Agustina Purnawati dan para anak muda serta ibu-ibu menjadi pengelola pusat komunitas Saung Sarongge(Foto: Fahrul Anwar/youngster.id)

 

Kurangi Urbanisasi

Saung Sarongge juga mengelola beberapa lahan pertanian yang diberikan donatur untuk masyarakat. Kini program terbaru Presiden Jokowi yang memberikan manfaat bagi masyarakat petani untuk dapat secara bebas mengelola hutan turut dirasakan masyarakat Desa Sarongge. Lahan tersebut kini menjadi lahan pertanian baru untuk kopi.
________________
* [SOAL LATIHAN]
1. Terjemahkan kalimat "Lahan tersebut kini menjadi lahan pertanian baru untuk kopi." dari kutipan dokumen di atas ke dalam bahasa Inggris.
2. Ulangi bagian kutipan dokumen di atas dari "Agustina Purnawati dan" sampai "baru untuk kopi.".
________________
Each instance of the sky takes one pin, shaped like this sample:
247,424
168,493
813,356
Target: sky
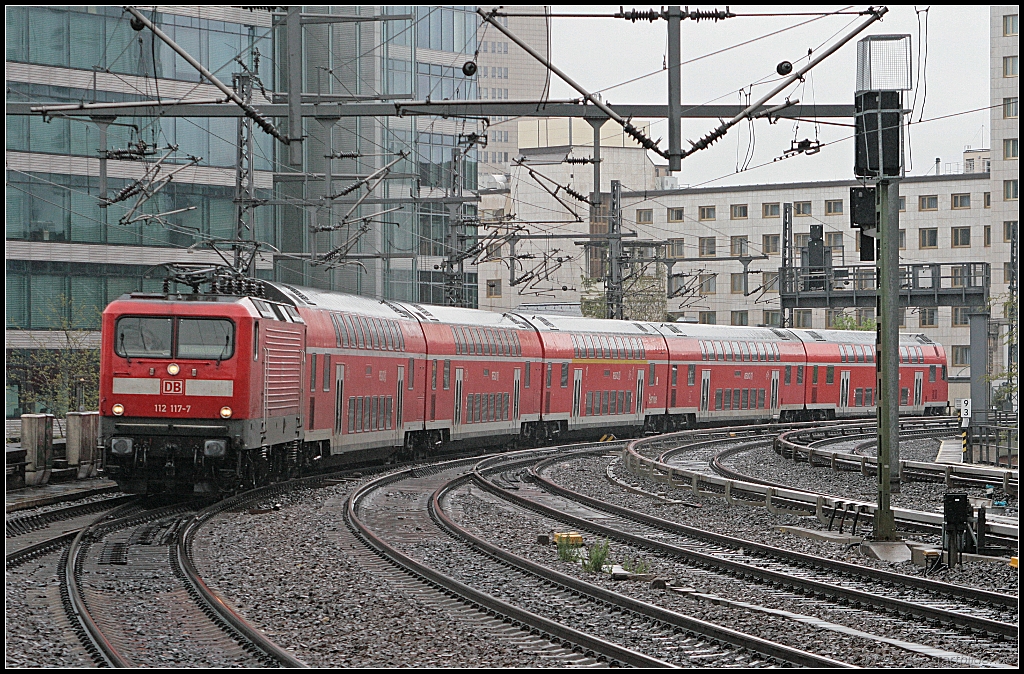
599,53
________________
* [KUNCI JAWABAN]
1. The land has now become new farmland for coffee.

2.
Agustina Purnawati dan para anak muda serta ibu-ibu menjadi pengelola pusat komunitas Saung Sarongge(Foto: Fahrul Anwar/youngster.id)

 

Kurangi Urbanisasi

Saung Sarongge juga mengelola beberapa lahan pertanian yang diberikan donatur untuk masyarakat. Kini program terbaru Presiden Jokowi yang memberikan manfaat bagi masyarakat petani untuk dapat secara bebas mengelola hutan turut dirasakan masyarakat Desa Sarongge. Lahan tersebut kini menjadi lahan pertanian baru untuk kopi.